• [Given exercise]:
Reproduce every line of the listing as written, apart from the pictures.

** begin Supplied information **

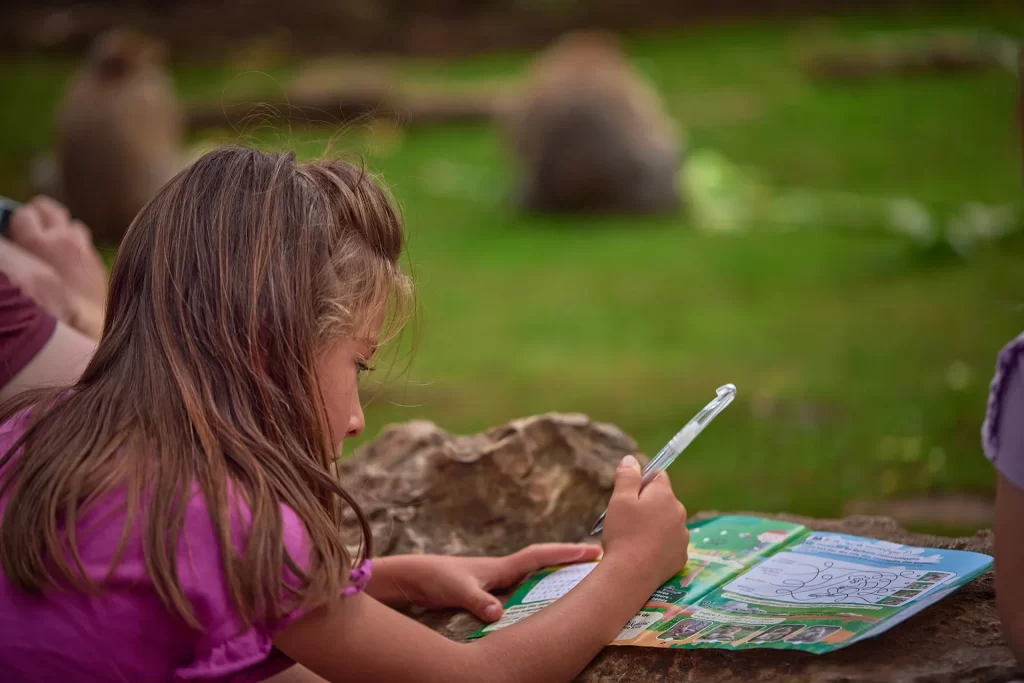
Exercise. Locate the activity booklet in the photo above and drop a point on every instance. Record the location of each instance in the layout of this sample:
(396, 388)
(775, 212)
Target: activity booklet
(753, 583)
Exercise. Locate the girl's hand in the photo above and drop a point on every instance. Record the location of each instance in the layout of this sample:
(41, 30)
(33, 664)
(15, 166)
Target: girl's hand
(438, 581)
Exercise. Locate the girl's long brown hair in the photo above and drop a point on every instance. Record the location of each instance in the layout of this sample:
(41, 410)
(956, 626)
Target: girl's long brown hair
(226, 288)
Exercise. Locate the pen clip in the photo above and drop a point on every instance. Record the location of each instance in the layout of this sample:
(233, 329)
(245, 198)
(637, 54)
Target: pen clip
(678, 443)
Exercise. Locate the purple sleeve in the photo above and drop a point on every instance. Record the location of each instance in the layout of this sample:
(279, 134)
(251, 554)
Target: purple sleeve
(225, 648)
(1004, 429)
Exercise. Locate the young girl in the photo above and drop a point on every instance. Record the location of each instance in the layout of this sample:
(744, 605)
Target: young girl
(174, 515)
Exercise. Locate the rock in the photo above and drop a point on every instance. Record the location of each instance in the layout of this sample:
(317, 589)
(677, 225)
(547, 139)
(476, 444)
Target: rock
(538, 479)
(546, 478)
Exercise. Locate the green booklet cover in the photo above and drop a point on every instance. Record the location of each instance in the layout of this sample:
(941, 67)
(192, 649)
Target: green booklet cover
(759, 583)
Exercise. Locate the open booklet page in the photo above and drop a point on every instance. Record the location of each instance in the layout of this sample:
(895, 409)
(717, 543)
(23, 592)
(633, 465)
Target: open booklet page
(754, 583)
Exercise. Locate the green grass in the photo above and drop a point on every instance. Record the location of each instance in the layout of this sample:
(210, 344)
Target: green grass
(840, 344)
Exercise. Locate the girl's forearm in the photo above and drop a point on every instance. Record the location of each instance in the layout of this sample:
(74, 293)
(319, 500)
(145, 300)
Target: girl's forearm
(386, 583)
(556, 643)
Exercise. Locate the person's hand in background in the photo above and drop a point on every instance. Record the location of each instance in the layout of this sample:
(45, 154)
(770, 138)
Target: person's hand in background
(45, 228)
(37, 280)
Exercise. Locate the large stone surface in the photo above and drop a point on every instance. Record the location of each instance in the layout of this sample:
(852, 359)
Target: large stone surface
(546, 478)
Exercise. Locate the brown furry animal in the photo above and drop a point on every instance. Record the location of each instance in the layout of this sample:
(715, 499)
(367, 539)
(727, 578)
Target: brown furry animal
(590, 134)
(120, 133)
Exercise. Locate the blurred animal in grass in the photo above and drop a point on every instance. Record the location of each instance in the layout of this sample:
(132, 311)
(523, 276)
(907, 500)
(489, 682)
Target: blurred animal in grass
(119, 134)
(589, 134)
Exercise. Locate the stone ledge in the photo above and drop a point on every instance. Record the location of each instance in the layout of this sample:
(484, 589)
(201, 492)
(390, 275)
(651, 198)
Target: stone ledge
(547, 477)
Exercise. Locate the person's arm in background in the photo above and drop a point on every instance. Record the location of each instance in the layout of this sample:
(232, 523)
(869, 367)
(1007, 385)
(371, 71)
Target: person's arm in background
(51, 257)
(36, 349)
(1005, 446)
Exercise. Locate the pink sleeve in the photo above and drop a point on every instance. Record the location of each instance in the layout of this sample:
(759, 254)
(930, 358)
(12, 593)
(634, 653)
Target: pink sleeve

** end Supplied information **

• [Output of the task]:
Exercise. Locate the activity booklet in the photo above and drop a point on every instance. Record the location of each instance in the layout of this sample:
(396, 388)
(775, 212)
Target: activity booklet
(753, 583)
Exercise. Locate the girl's hand in the photo above and drop a point on every instance. Record the location of each instance in the layout of this sample:
(41, 30)
(33, 664)
(15, 166)
Target: girl's hand
(438, 581)
Exercise. Locate the girl's long brown hair in the photo above and drop a point on every instance. Record the location of each instance in the layout of this sample:
(41, 410)
(956, 626)
Target: girl's long brown hair
(226, 288)
Exercise. Locate the pen clip in the photo above and drop a point on every instance. Record the location of each instance in the layout of this sample:
(233, 329)
(245, 198)
(637, 54)
Target: pen clip
(678, 443)
Exercise. Locate the purple sleeve in the photo above and drop a point on every instance. Record the location of each instance in the layout of this sample:
(279, 134)
(251, 554)
Target: purple sleeve
(225, 648)
(1004, 429)
Exercise. Locate the young girl in the photo above and drop a point on every instance. Record the location of each instance in the layout of this sample:
(744, 605)
Target: young girl
(174, 515)
Exercise. Locate the rock in the photo above and drop a point on every instance. Record the location of each instance in the layout of this sample:
(317, 589)
(677, 225)
(547, 139)
(476, 444)
Target: rock
(538, 479)
(546, 478)
Exercise. Locate the green booklet cover in the photo above and drop a point on every instance. Record the location of each instance in the layout of this sample:
(941, 67)
(192, 649)
Target: green booklet cover
(759, 583)
Exercise. Locate the open booklet page in the photo above and drop a point on every instance. Record the location of each instance in the layout of this sample:
(895, 409)
(717, 543)
(23, 592)
(633, 465)
Target: open booklet page
(754, 583)
Exercise. Locate the green grass in the photo above and drop a point on every instance. Record the location of each instance in the layout of this sample:
(210, 344)
Target: green grass
(840, 344)
Exercise. Locate the girl's forearm in the photo above and drop a point on every instance. Record the location of each instance in the layout of this sample:
(74, 293)
(319, 500)
(145, 300)
Target: girl's forearm
(386, 583)
(556, 643)
Exercise. Locate the person's hand in background in the photo above and drop a point on every instance. Record the location of each instance in the layout of this sample:
(45, 154)
(770, 138)
Target: person's hand in background
(45, 228)
(37, 280)
Exercise. Locate the large stone surface in the photo above and drop a point on every instance. Record the location of each instance in the layout of this sample:
(852, 359)
Target: large stone surface
(546, 478)
Exercise. Locate the brown furry animal in the photo above and drop a point on every instance. Record the location of each instance in the layout of this sample:
(715, 499)
(367, 539)
(727, 578)
Target: brown furry animal
(590, 134)
(120, 133)
Exercise. Locate the blurred animal in grass in the photo above and drop a point on every instance. Record the location of each instance in the layout of this sample:
(132, 311)
(523, 276)
(907, 500)
(489, 682)
Target: blurred animal in grass
(119, 134)
(589, 134)
Exercise. Locate the stone ledge in the photo above and drop a point on every instance. Record the location of each instance in the layout of this sample:
(484, 589)
(201, 492)
(390, 275)
(651, 198)
Target: stone ledge
(547, 477)
Exercise. Locate the person's arm in background in the photo above and drop a point on every instance. Record the location of each instance in the layout of this sample:
(232, 523)
(869, 367)
(1007, 385)
(371, 71)
Target: person's arm in background
(51, 257)
(36, 349)
(1005, 446)
Exercise. Locate the pink sleeve in the photo above and drop a point on every instance. Record the location of each instance in the layout of this sample:
(759, 254)
(930, 358)
(12, 593)
(634, 653)
Target: pink sleeve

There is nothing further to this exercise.